**EXTRACTED RECORDS**

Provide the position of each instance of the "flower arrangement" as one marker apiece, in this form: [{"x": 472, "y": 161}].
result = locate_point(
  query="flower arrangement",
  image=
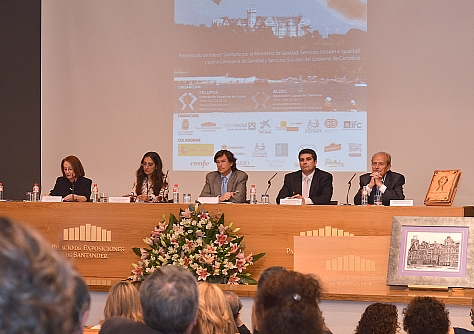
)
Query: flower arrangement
[{"x": 199, "y": 242}]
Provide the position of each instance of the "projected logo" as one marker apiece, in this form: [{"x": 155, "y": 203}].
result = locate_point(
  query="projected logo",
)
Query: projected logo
[
  {"x": 333, "y": 163},
  {"x": 281, "y": 149},
  {"x": 332, "y": 147},
  {"x": 330, "y": 123},
  {"x": 259, "y": 151},
  {"x": 355, "y": 150},
  {"x": 193, "y": 150},
  {"x": 353, "y": 125},
  {"x": 312, "y": 126},
  {"x": 187, "y": 101}
]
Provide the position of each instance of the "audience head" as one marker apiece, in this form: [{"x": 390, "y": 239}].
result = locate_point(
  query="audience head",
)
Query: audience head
[
  {"x": 215, "y": 315},
  {"x": 170, "y": 300},
  {"x": 72, "y": 162},
  {"x": 123, "y": 301},
  {"x": 287, "y": 303},
  {"x": 36, "y": 283},
  {"x": 234, "y": 302},
  {"x": 82, "y": 304},
  {"x": 378, "y": 318},
  {"x": 426, "y": 315}
]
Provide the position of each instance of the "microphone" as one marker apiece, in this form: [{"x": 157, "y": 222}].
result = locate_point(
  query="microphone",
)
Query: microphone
[
  {"x": 270, "y": 183},
  {"x": 348, "y": 189}
]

**WHAT THE TASK REQUIRES**
Format the data above as a JSON list of strings with one string per line, skipping blank lines and leaving the pictures out.

**COMPLETE RESPONSE**
[
  "Provide the position of each instance of the \"flower arrangement\" as one marker apiece, in this form: [{\"x\": 472, \"y\": 161}].",
  "result = locate_point(",
  "  query=\"flower arrangement\",",
  "  image=",
  ")",
  "Query: flower arrangement",
  "[{\"x\": 199, \"y\": 242}]",
  "Provide the position of each instance of the \"projected logo\" as one marker apiece, in this form: [{\"x\": 155, \"y\": 203}].",
  "result = locate_point(",
  "  query=\"projected logo\",",
  ")",
  "Query: projected logo",
  "[",
  "  {\"x\": 333, \"y\": 163},",
  "  {\"x\": 281, \"y\": 149},",
  "  {\"x\": 332, \"y\": 147},",
  "  {\"x\": 330, \"y\": 123},",
  "  {\"x\": 259, \"y\": 151},",
  "  {\"x\": 355, \"y\": 150},",
  "  {\"x\": 193, \"y\": 150},",
  "  {\"x\": 353, \"y\": 125},",
  "  {\"x\": 312, \"y\": 126},",
  "  {\"x\": 187, \"y\": 101}",
  "]",
  "Provide the position of each instance of the \"audience head\" as one marker apiece, in this form: [{\"x\": 390, \"y\": 239}].",
  "result = locate_point(",
  "  query=\"audience head\",",
  ")",
  "Query: audience head",
  "[",
  "  {\"x\": 215, \"y\": 315},",
  "  {\"x\": 170, \"y\": 300},",
  "  {\"x\": 72, \"y\": 162},",
  "  {\"x\": 123, \"y\": 301},",
  "  {\"x\": 287, \"y\": 303},",
  "  {\"x\": 36, \"y\": 283},",
  "  {\"x\": 234, \"y\": 302},",
  "  {\"x\": 82, \"y\": 304},",
  "  {\"x\": 378, \"y\": 318},",
  "  {\"x\": 426, \"y\": 315}",
  "]",
  "Provide the position of each instance of the \"microphone\" as one marker apiece, in this form: [{\"x\": 157, \"y\": 222}].",
  "result = locate_point(",
  "  query=\"microphone\",",
  ")",
  "Query: microphone",
  "[",
  "  {\"x\": 270, \"y\": 183},",
  "  {\"x\": 348, \"y\": 189}",
  "]"
]